### Tugas yang Diminta
- 1) Tentukan apakah pernyataan (a), (b), dan (c) sesuai dengan teks tentang Natal di tanah rantau: (a) penulis menganggap Natal yang pantas dirayakan hanyalah Natal di kampung halaman; (b) masa kecil yang dimaksud berlangsung hingga lulus SMP; (c) setelah masa kecil itu, perayaan Natal selalu terasa menyenangkan. Jawab ya atau tidak untuk masing-masing, disertai kutipan kata-kata penentu dari teks.
- 2) Tolong salin bagian teks tentang Natal di tanah rantau mulai dari "Setelah periode" sampai "kegembiraan itu.".

### Teks Pilihan
-*-*-
![]() |
Suasana merayakan Natal di tanah rantau |
Setelah
berulang-ulang mendengarkan lagu Natal andalan yang dinyanyikan Opa Victor
Hutabarat, saya akhirnya makin sepakat, bahwa merayakan Natal yang pantas
dirayakan dan diingat, ya, cuma ketika, "Teringat saat Natal bersama, di
kampung halamanku..."
Dan merayakan
Natal di kampung halamanku itu benar-benar terjadi saat masa kecil, periode
kanak-kanak saat sudah bisa membedakan mana kue enak dan tidak, hingga lulus
SD.
Setelah periode
emas itu, perayaan Natal itu terasa biasa-biasa saja, terkadang membebani,
membikin sedih, dan kadang muncul perasaan: memang sebaiknya tidak perlu
dirayakan saja.
Tenang, akan
saya jelaskan kenapa sampai ke tahap yang tidak mengenakkan seperti itu. Tapi,
sebelum sampai ke situ, saya kenangkan lagi masa-masa kecil yang penuh
kegembiraan itu.
-*-*-
### Materi Mentah
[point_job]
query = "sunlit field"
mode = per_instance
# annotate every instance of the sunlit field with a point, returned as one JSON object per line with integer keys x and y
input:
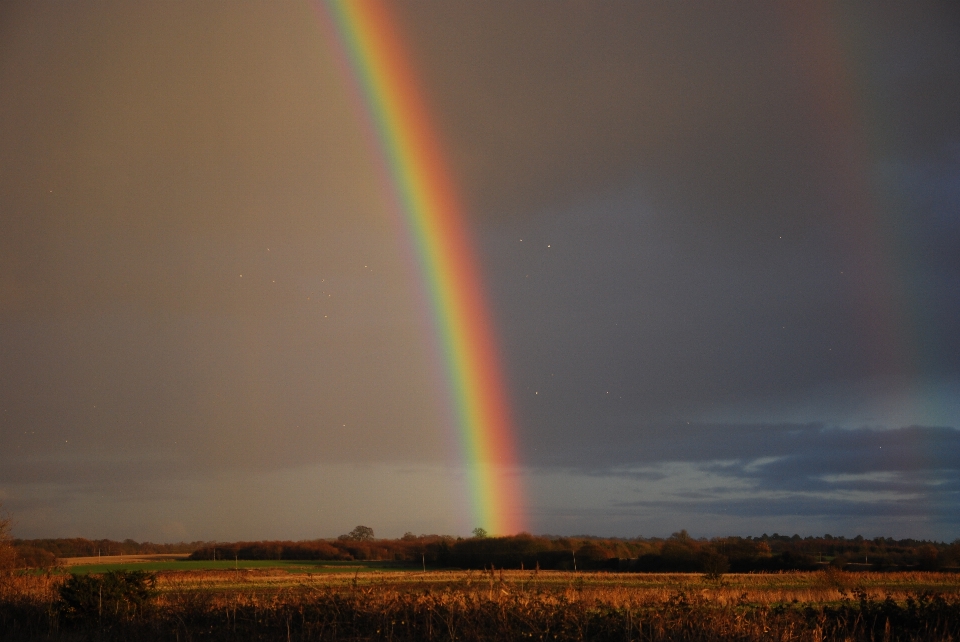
{"x": 360, "y": 602}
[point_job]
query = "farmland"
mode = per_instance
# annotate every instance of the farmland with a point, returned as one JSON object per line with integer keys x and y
{"x": 307, "y": 601}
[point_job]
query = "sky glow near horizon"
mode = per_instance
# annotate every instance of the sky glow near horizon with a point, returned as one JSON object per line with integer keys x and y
{"x": 720, "y": 246}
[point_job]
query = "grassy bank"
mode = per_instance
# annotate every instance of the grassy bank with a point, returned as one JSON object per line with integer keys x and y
{"x": 261, "y": 604}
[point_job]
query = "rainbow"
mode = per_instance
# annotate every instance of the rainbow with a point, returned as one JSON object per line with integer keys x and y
{"x": 433, "y": 219}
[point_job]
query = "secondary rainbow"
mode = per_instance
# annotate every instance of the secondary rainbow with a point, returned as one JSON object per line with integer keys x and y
{"x": 433, "y": 218}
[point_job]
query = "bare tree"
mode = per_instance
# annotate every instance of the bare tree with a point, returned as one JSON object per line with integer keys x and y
{"x": 359, "y": 534}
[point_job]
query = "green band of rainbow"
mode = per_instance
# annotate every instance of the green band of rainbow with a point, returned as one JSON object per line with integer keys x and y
{"x": 436, "y": 227}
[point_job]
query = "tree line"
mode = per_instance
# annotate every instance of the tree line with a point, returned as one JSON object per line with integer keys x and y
{"x": 678, "y": 553}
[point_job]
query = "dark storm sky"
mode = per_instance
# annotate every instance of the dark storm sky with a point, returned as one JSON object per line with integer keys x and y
{"x": 721, "y": 243}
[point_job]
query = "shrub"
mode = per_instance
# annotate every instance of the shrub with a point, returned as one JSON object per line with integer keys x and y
{"x": 117, "y": 594}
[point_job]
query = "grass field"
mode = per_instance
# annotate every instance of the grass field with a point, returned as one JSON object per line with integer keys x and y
{"x": 359, "y": 601}
{"x": 287, "y": 566}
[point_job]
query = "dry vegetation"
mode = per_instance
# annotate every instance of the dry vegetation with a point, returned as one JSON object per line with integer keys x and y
{"x": 498, "y": 605}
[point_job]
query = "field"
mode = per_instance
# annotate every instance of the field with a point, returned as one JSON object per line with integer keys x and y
{"x": 358, "y": 602}
{"x": 157, "y": 563}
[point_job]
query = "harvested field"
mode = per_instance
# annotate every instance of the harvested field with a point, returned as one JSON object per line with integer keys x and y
{"x": 264, "y": 604}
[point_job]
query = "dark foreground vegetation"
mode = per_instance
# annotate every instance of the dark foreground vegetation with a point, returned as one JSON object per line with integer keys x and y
{"x": 678, "y": 553}
{"x": 481, "y": 606}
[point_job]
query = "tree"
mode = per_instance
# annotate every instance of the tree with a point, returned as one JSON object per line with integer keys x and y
{"x": 359, "y": 534}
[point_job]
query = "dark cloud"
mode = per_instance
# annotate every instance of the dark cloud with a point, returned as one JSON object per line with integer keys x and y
{"x": 720, "y": 242}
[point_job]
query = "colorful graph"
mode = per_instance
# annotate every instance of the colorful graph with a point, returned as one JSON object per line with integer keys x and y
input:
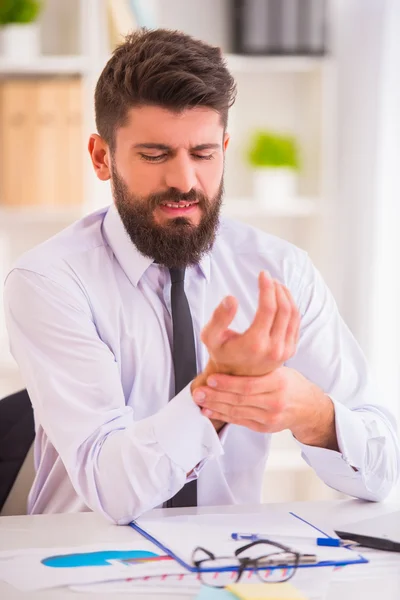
{"x": 102, "y": 558}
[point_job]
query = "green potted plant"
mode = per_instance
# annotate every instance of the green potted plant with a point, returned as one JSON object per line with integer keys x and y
{"x": 19, "y": 31}
{"x": 275, "y": 163}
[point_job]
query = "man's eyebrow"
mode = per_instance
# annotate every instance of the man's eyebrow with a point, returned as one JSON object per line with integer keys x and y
{"x": 165, "y": 148}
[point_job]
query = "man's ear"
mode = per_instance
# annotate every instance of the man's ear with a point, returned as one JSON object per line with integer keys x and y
{"x": 227, "y": 137}
{"x": 99, "y": 154}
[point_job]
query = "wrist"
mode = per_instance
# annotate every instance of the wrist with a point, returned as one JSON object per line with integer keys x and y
{"x": 317, "y": 428}
{"x": 201, "y": 380}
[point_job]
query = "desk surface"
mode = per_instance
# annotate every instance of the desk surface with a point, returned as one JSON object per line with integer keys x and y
{"x": 87, "y": 528}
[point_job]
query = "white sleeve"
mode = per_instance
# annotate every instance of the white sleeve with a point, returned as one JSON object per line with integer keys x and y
{"x": 118, "y": 466}
{"x": 329, "y": 356}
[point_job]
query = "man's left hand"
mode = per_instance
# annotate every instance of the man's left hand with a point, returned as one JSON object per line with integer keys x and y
{"x": 282, "y": 399}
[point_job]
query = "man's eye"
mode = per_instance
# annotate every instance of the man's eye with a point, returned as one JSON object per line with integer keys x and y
{"x": 204, "y": 156}
{"x": 152, "y": 158}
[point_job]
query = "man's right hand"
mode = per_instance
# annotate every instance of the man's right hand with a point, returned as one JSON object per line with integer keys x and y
{"x": 270, "y": 340}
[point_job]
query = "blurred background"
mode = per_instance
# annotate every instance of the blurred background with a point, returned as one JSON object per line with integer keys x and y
{"x": 314, "y": 154}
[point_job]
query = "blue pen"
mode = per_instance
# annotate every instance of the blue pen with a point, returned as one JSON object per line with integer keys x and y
{"x": 321, "y": 541}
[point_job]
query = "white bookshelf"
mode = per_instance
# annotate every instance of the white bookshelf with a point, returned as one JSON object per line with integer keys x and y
{"x": 242, "y": 208}
{"x": 46, "y": 65}
{"x": 238, "y": 63}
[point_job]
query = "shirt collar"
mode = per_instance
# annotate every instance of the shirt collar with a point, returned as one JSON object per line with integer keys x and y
{"x": 131, "y": 260}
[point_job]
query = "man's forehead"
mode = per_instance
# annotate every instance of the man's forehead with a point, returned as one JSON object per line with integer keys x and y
{"x": 155, "y": 121}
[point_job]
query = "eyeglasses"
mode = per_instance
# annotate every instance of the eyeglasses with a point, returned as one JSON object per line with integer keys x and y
{"x": 271, "y": 561}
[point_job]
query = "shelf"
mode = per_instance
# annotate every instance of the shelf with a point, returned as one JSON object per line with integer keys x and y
{"x": 242, "y": 63}
{"x": 38, "y": 215}
{"x": 46, "y": 65}
{"x": 286, "y": 460}
{"x": 251, "y": 208}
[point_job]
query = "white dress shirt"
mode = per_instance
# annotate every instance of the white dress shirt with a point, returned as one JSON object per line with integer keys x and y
{"x": 89, "y": 321}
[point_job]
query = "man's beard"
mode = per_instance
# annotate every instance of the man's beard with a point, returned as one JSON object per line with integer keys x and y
{"x": 177, "y": 243}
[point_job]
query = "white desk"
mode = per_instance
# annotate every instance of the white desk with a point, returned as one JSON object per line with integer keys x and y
{"x": 86, "y": 528}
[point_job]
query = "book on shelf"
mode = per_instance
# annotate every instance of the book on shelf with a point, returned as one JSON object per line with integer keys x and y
{"x": 41, "y": 142}
{"x": 121, "y": 21}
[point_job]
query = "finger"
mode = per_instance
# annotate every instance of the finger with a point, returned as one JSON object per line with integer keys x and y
{"x": 233, "y": 413}
{"x": 244, "y": 386}
{"x": 266, "y": 309}
{"x": 214, "y": 333}
{"x": 248, "y": 423}
{"x": 293, "y": 328}
{"x": 281, "y": 321}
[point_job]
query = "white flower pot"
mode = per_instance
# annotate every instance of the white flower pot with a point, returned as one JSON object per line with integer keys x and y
{"x": 20, "y": 42}
{"x": 274, "y": 186}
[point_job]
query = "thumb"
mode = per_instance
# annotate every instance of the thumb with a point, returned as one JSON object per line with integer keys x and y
{"x": 213, "y": 334}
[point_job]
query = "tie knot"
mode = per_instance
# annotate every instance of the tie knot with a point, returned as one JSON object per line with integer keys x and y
{"x": 177, "y": 275}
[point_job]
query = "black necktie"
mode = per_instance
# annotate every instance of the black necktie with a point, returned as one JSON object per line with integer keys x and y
{"x": 184, "y": 357}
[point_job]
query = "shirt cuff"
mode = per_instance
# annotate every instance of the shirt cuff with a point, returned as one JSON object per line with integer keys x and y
{"x": 352, "y": 441}
{"x": 184, "y": 434}
{"x": 222, "y": 433}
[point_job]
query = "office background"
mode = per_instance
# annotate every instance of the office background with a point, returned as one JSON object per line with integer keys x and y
{"x": 318, "y": 82}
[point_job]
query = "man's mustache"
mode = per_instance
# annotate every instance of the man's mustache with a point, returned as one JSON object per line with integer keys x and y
{"x": 174, "y": 195}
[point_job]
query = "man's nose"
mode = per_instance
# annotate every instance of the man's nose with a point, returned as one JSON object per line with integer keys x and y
{"x": 181, "y": 174}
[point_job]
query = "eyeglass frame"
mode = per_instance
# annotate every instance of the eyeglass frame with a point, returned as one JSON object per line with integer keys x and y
{"x": 245, "y": 562}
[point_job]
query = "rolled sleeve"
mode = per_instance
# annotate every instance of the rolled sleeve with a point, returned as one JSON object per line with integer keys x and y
{"x": 354, "y": 470}
{"x": 190, "y": 444}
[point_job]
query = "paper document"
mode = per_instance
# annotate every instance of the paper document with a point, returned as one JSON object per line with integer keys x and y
{"x": 52, "y": 567}
{"x": 181, "y": 535}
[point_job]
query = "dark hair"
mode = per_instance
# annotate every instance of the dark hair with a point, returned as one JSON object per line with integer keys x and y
{"x": 161, "y": 68}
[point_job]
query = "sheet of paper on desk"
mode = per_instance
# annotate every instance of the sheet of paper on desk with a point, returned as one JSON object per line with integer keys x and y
{"x": 312, "y": 582}
{"x": 182, "y": 535}
{"x": 34, "y": 569}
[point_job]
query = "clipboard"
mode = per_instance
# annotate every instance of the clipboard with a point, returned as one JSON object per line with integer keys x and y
{"x": 354, "y": 556}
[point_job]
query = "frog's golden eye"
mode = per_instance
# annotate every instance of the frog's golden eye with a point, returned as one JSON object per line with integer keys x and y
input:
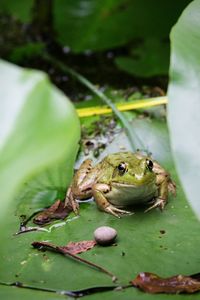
{"x": 122, "y": 167}
{"x": 149, "y": 164}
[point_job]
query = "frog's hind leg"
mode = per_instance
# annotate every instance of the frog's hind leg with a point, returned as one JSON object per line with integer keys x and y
{"x": 165, "y": 185}
{"x": 98, "y": 192}
{"x": 75, "y": 191}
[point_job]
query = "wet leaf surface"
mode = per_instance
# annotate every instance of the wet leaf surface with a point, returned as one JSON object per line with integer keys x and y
{"x": 152, "y": 283}
{"x": 165, "y": 242}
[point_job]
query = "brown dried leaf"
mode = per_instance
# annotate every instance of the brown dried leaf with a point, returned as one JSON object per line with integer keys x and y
{"x": 78, "y": 247}
{"x": 152, "y": 283}
{"x": 57, "y": 210}
{"x": 71, "y": 247}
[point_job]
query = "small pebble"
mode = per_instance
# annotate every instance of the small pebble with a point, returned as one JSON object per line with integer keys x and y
{"x": 105, "y": 235}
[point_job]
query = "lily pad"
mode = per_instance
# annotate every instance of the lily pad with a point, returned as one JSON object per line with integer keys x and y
{"x": 157, "y": 242}
{"x": 184, "y": 101}
{"x": 35, "y": 130}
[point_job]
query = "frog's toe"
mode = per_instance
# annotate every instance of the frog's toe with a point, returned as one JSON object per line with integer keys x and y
{"x": 158, "y": 203}
{"x": 116, "y": 211}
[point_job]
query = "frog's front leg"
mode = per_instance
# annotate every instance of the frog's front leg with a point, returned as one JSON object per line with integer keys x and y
{"x": 98, "y": 191}
{"x": 79, "y": 189}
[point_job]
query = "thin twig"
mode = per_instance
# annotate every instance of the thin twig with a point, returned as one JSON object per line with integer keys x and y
{"x": 51, "y": 247}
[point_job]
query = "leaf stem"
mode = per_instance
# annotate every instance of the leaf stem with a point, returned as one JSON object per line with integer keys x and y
{"x": 98, "y": 92}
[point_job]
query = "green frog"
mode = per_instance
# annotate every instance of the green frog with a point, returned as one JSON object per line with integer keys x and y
{"x": 119, "y": 181}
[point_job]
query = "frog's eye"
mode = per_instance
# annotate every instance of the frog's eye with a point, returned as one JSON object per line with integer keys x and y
{"x": 149, "y": 164}
{"x": 122, "y": 167}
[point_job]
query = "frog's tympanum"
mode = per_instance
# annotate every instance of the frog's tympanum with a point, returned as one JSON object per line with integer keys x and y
{"x": 119, "y": 181}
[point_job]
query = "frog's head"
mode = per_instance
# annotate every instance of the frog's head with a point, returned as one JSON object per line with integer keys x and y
{"x": 130, "y": 169}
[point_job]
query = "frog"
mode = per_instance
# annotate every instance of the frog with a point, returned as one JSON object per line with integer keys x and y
{"x": 120, "y": 181}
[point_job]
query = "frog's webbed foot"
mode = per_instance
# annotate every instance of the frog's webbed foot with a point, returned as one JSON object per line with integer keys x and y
{"x": 158, "y": 203}
{"x": 111, "y": 209}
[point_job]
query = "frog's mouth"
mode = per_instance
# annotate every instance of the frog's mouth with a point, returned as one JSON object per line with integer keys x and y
{"x": 127, "y": 194}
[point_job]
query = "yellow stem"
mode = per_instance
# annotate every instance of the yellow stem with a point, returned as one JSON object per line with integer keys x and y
{"x": 136, "y": 104}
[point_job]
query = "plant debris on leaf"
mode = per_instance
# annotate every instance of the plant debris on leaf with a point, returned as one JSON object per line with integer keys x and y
{"x": 57, "y": 210}
{"x": 152, "y": 283}
{"x": 79, "y": 247}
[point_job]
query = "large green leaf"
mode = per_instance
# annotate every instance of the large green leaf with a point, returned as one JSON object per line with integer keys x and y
{"x": 184, "y": 101}
{"x": 38, "y": 128}
{"x": 141, "y": 245}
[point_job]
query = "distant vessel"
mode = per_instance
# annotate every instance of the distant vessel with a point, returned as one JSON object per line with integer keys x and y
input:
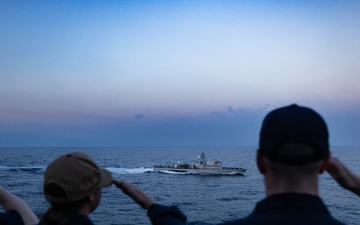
{"x": 202, "y": 167}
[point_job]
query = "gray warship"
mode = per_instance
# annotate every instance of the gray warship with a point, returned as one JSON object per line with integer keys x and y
{"x": 203, "y": 167}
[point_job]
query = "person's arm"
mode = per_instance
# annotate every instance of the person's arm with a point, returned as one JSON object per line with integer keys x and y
{"x": 135, "y": 193}
{"x": 158, "y": 214}
{"x": 11, "y": 202}
{"x": 344, "y": 176}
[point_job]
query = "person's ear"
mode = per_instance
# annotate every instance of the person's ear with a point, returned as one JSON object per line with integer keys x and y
{"x": 325, "y": 162}
{"x": 260, "y": 162}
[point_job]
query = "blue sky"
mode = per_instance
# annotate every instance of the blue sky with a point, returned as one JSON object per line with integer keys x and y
{"x": 155, "y": 73}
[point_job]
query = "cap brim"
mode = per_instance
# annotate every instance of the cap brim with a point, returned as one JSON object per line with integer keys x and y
{"x": 106, "y": 178}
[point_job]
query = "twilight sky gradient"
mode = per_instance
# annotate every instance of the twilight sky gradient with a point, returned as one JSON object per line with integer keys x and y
{"x": 150, "y": 73}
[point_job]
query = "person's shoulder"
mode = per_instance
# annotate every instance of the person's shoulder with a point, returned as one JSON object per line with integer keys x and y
{"x": 11, "y": 217}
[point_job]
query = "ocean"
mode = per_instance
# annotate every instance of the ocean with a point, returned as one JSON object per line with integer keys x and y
{"x": 204, "y": 199}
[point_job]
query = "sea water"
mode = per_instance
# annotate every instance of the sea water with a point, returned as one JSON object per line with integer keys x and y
{"x": 204, "y": 199}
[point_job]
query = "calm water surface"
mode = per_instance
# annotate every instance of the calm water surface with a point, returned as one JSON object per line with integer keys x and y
{"x": 204, "y": 199}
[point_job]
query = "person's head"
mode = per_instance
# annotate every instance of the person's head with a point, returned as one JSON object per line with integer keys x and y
{"x": 293, "y": 139}
{"x": 72, "y": 183}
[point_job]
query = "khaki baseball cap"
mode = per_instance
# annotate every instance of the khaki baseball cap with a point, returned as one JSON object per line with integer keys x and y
{"x": 72, "y": 177}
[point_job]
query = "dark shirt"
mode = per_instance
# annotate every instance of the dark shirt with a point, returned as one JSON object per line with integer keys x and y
{"x": 77, "y": 219}
{"x": 161, "y": 215}
{"x": 291, "y": 208}
{"x": 11, "y": 218}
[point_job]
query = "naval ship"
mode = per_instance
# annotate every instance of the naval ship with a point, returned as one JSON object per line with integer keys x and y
{"x": 202, "y": 167}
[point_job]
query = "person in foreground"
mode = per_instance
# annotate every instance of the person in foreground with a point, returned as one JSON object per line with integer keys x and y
{"x": 346, "y": 178}
{"x": 16, "y": 210}
{"x": 72, "y": 185}
{"x": 293, "y": 151}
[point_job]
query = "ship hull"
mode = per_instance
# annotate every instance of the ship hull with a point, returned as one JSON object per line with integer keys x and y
{"x": 235, "y": 171}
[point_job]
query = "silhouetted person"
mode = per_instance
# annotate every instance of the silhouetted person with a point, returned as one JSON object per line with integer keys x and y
{"x": 16, "y": 210}
{"x": 293, "y": 151}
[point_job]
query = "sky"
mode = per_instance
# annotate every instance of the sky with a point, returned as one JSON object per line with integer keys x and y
{"x": 174, "y": 73}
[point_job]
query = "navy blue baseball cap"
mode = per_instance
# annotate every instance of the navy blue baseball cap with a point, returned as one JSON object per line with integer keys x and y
{"x": 293, "y": 124}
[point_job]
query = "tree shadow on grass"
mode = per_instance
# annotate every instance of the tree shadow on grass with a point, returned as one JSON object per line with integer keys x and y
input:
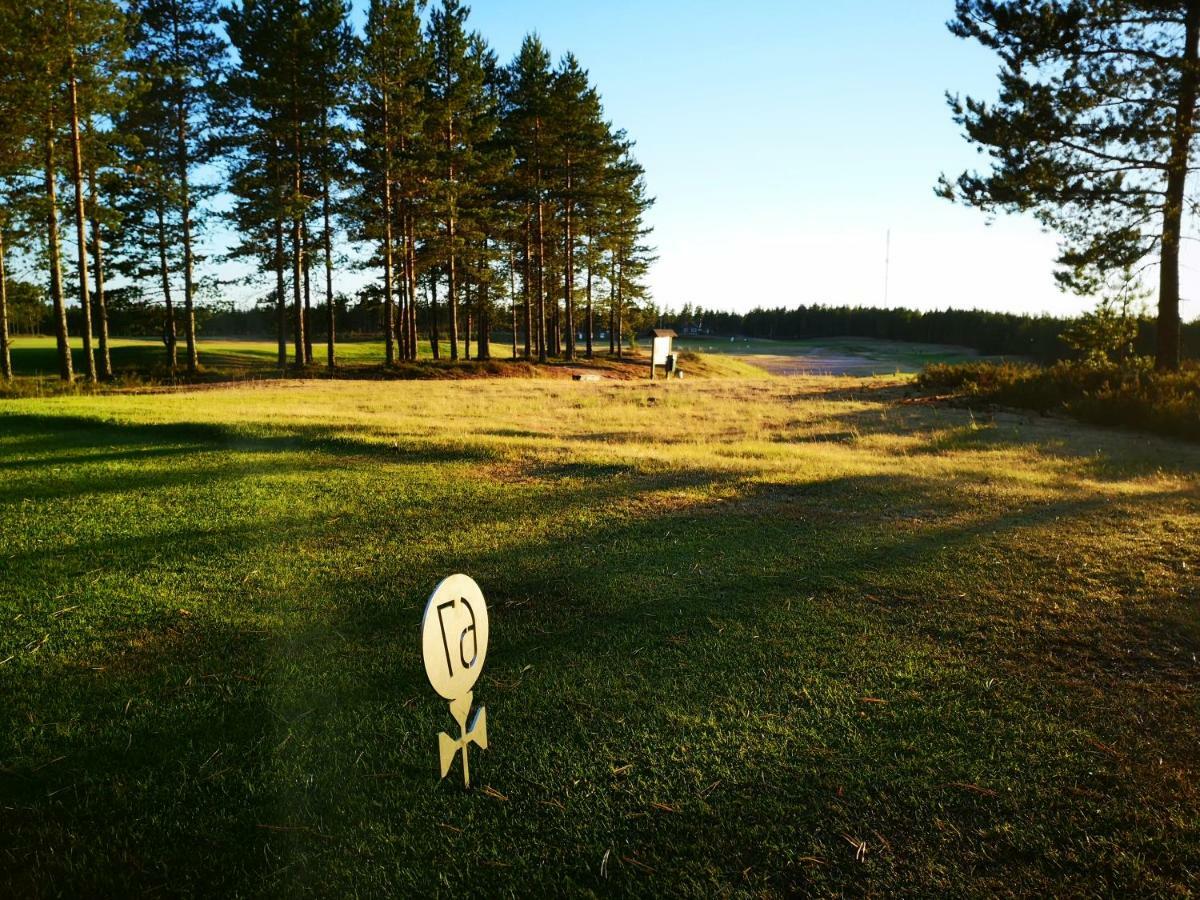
{"x": 706, "y": 655}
-*-*-
### Hasil per Tugas
- 1)
(a) Ya: "merayakan Natal yang pantas dirayakan dan diingat, ya, cuma ketika, "Teringat saat Natal bersama, di kampung halamanku...""
(b) Tidak: "hingga lulus SD."
(c) Tidak: "perayaan Natal itu terasa biasa-biasa saja, terkadang membebani"

- 2)
Setelah periode
emas itu, perayaan Natal itu terasa biasa-biasa saja, terkadang membebani,
membikin sedih, dan kadang muncul perasaan: memang sebaiknya tidak perlu
dirayakan saja.
Tenang, akan
saya jelaskan kenapa sampai ke tahap yang tidak mengenakkan seperti itu. Tapi,
sebelum sampai ke situ, saya kenangkan lagi masa-masa kecil yang penuh
kegembiraan itu.